▶ **WRITTEN PROBLEM**
Reproduce the stretch of the data below from the line containing "Class, locate every instance of the green" through the end of the data, keeping every request line, and shift each coordinate in the answers by adding -16 to it.

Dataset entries
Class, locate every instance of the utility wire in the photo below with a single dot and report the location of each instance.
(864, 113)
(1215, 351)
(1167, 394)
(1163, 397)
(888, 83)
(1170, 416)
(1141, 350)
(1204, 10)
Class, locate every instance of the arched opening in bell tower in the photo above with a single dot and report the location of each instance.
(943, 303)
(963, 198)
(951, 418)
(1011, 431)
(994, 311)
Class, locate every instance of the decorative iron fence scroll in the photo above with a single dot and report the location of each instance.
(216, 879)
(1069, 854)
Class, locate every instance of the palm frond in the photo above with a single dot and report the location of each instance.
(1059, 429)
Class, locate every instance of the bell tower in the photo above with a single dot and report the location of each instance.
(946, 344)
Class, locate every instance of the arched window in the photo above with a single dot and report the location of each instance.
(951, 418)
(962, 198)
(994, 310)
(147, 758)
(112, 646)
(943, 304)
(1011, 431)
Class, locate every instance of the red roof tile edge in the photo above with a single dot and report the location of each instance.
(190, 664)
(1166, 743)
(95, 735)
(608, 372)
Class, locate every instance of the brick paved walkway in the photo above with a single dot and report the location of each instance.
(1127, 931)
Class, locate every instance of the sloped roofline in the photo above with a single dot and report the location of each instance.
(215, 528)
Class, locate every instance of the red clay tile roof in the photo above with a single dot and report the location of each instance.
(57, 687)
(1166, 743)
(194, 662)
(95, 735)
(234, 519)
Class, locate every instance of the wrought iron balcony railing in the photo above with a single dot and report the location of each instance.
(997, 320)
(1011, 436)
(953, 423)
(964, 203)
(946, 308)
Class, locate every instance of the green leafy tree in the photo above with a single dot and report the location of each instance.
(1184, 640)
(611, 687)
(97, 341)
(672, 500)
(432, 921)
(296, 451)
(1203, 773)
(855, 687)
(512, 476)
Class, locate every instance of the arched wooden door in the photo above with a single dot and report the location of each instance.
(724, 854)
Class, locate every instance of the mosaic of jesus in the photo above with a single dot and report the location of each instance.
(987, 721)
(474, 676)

▶ **RESPONSE**
Class, locate every instance of the green leafy tree in the photo above with a single dot and report the location of each instance.
(1168, 624)
(595, 671)
(81, 325)
(656, 484)
(416, 905)
(280, 435)
(1187, 757)
(839, 671)
(496, 460)
Class, locate every instance of the arched wooden door in the photo above with a single dot and report the location of each instance.
(708, 838)
Class, locate every instance of the mosaic of jesus in the photo above with a single dot and report the location of each instance.
(971, 705)
(458, 660)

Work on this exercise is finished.